----- ENTRIES

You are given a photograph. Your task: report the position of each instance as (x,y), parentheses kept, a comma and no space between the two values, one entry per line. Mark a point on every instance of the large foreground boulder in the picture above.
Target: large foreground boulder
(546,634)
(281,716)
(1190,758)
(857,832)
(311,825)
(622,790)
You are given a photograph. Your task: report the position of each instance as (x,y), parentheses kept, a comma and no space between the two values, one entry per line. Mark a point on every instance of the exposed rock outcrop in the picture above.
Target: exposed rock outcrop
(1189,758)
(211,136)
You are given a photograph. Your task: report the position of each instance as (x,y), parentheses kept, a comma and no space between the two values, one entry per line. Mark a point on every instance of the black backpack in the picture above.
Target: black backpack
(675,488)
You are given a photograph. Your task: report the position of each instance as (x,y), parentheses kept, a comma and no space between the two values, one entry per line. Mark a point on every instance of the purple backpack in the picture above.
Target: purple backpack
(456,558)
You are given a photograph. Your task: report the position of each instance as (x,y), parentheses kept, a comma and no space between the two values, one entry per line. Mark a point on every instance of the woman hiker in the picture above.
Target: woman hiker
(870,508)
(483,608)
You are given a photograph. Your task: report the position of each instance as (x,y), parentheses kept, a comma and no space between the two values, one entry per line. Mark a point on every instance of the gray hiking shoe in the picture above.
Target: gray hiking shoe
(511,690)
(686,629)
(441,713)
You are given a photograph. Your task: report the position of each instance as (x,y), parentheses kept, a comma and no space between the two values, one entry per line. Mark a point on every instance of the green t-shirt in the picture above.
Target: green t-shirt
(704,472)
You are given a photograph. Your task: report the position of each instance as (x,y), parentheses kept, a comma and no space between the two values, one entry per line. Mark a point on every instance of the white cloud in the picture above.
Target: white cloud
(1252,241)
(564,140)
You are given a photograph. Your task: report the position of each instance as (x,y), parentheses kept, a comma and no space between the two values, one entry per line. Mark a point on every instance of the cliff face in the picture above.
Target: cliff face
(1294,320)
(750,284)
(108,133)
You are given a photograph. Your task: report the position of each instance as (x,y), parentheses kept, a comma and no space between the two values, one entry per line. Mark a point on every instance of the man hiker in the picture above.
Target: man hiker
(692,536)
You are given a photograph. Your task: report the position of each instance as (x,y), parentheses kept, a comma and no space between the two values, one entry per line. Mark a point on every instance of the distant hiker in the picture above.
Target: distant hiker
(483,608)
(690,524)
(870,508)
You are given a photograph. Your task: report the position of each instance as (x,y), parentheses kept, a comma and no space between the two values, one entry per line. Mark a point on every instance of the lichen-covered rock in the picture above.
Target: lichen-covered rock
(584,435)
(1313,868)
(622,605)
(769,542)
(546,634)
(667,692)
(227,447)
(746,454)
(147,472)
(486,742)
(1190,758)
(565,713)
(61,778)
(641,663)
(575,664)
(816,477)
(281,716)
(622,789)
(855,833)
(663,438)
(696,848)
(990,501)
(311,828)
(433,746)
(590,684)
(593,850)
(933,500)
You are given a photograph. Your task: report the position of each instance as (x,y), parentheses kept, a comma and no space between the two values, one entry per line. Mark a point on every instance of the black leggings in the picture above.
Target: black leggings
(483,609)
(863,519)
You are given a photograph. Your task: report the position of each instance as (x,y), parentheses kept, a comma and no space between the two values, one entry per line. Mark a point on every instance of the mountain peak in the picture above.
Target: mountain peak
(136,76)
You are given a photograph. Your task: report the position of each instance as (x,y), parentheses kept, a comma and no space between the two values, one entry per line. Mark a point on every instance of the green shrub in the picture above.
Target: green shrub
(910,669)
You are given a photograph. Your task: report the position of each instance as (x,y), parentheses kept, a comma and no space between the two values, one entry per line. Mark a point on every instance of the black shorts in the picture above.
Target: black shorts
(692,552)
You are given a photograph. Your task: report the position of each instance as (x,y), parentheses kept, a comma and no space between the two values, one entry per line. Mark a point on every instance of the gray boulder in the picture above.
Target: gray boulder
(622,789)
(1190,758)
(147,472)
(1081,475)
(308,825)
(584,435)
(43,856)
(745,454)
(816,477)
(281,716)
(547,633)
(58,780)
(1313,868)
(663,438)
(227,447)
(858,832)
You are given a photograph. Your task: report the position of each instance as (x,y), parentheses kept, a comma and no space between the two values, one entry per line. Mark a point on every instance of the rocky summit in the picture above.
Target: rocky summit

----------

__STATED PROBLEM__:
Rewrite all the entries above as a JSON list of strings, one string for each line, omitting any blank lines.

__RESPONSE__:
[
  "You are given a photograph. Your task: report the position of each instance as (x,y), parentheses kept, a comma and no space between the two values, one entry per line. Mark a point on every instance of the large foreground boulder in the picture above.",
  "Target: large foreground boulder",
  "(546,634)",
  "(281,716)",
  "(1190,758)",
  "(857,832)",
  "(311,825)",
  "(622,790)",
  "You are given a photograph. Your task: report the position of each instance as (x,y), parentheses kept, a comma and no space between the two values, one entry per line. Mark a point on every instance of the exposed rock outcrop in the picture above.",
  "Target: exposed rock outcrop",
  "(1189,758)",
  "(211,136)",
  "You are given a photograph. Your task: report the position of each instance as (x,y), parentheses kept, a comma and no space between the two values, one entry per line. Mark a point on every instance of the black backpack in the picture above.",
  "Target: black backpack",
  "(675,488)",
  "You are given a photograph. Your task: report the position of each instance as (x,y), parentheses kept, a comma and no space between the two values, one entry per line. Mark a point on every instance of the purple backpack in the picture above.",
  "Target: purple backpack",
  "(456,558)",
  "You are given a photograph. Your task: report the position of each instance as (x,y), parentheses kept, a comma and no space between the two values, one entry per line. Mark a point on every instance of the woman hiker in the picture above.",
  "Target: woman hiker",
  "(870,508)",
  "(483,608)",
  "You are given a photograph. Your task: report the position of each instance as (x,y), parentheses kept, a comma and no space between the two values, one entry per line. Mark a point on every instance of the gray hiking shoe in the picture above.",
  "Target: gray hiking shoe",
  "(511,690)",
  "(686,629)",
  "(441,713)",
  "You are given a photograph. Your task: report the position of each instance as (x,y), parentheses kept, a comma and no space between the two values, one entry per line. Mark a point on every instance of the green t-shirt in the picture above.",
  "Target: green t-shirt",
  "(704,472)",
  "You are given a photograph. Your task: report the position of each instance as (x,y), parentheses kept, a comma and no space between the two values, one entry per line. Mark a point on every instance of the white cloud in the picture above.",
  "Target: white cloud",
  "(1252,241)",
  "(564,140)",
  "You are given a photograph. Your task: report the position of each instance as (x,y), parentheses kept, a comma and no space between the two values, one entry per line. Mark a point on every instance of the cliff face in the picture above.",
  "Target: cliff face",
  "(1294,320)",
  "(750,284)",
  "(108,133)",
  "You are given a photograph. Your task: report the position of each instance as (x,y), parentheses kept, a comma and no space between the two values, one entry per line. Mark a point on every instance of the man hiker in the picture above.",
  "Target: man hiker",
  "(692,536)",
  "You are given a photograph. Your task: report the position of each instance as (x,y), parentheses kept, a comma and no space between the two values, one entry per line. Mark a point on every instance of the distant hiker in the picture above.",
  "Target: distant hiker",
  "(483,608)",
  "(690,524)",
  "(870,508)",
  "You are given a photograph. Your task: report the position of each instance as (x,y), parentheses kept, a comma and no space between the two values, one entry per line. Mark a point on every instance of the lichen-covered rock in the picture above.",
  "Target: lichen-covered rock",
  "(584,435)",
  "(1313,868)",
  "(622,605)",
  "(769,542)",
  "(546,634)",
  "(667,692)",
  "(227,447)",
  "(746,454)",
  "(147,472)",
  "(486,742)",
  "(1190,758)",
  "(565,713)",
  "(61,778)",
  "(641,663)",
  "(575,664)",
  "(816,477)",
  "(281,716)",
  "(622,789)",
  "(855,833)",
  "(663,438)",
  "(696,848)",
  "(990,501)",
  "(311,828)",
  "(433,746)",
  "(590,684)",
  "(593,850)",
  "(933,500)",
  "You are given a photograph. Your task: report the position of each instance as (x,y), parentheses kept, a comma and no space between the two values, one entry per line. Mark a point on every instance of the black leggings in the picture above.",
  "Target: black leggings",
  "(483,609)",
  "(863,519)",
  "You are given a photograph. Your task: report the position of each instance as (x,y), parentheses kept, a comma and no space between the two values, one entry per line. Mark a point on every instance of the mountain peak in the picture above.",
  "Target: mountain peak",
  "(136,76)",
  "You are given a photograph. Your task: report the position of each instance as (x,y), parentheses kept, a comma and no space between the two values, one entry per line. Mark a point on every instance of the green shrub in the picture above.",
  "Target: green shrub",
  "(910,669)",
  "You are given a photograph. Your task: report the position of each instance as (x,y), parentheses kept, a comma and no space between the two values, one entry per line. Mark a point on every instance of the black shorts in the picture above.",
  "Target: black shorts",
  "(692,552)",
  "You are given a photograph. Your task: report the position of each instance as (x,y), parentheses kept, a comma and no space between the two values, one entry per line. Mark a point on every instance of the gray boulder in the picture above.",
  "Target: gray boulder",
  "(622,789)",
  "(1190,758)",
  "(147,472)",
  "(1081,475)",
  "(308,825)",
  "(584,435)",
  "(43,856)",
  "(745,454)",
  "(816,477)",
  "(281,716)",
  "(547,633)",
  "(58,780)",
  "(1313,868)",
  "(663,438)",
  "(227,447)",
  "(858,832)",
  "You are given a photograph. Your task: report the position of each instance as (x,y), parentheses kept, a comma and no space between the two values, one entry per line. Mark a point on every instance of the rocky summit in the picture above.",
  "Target: rocky summit"
]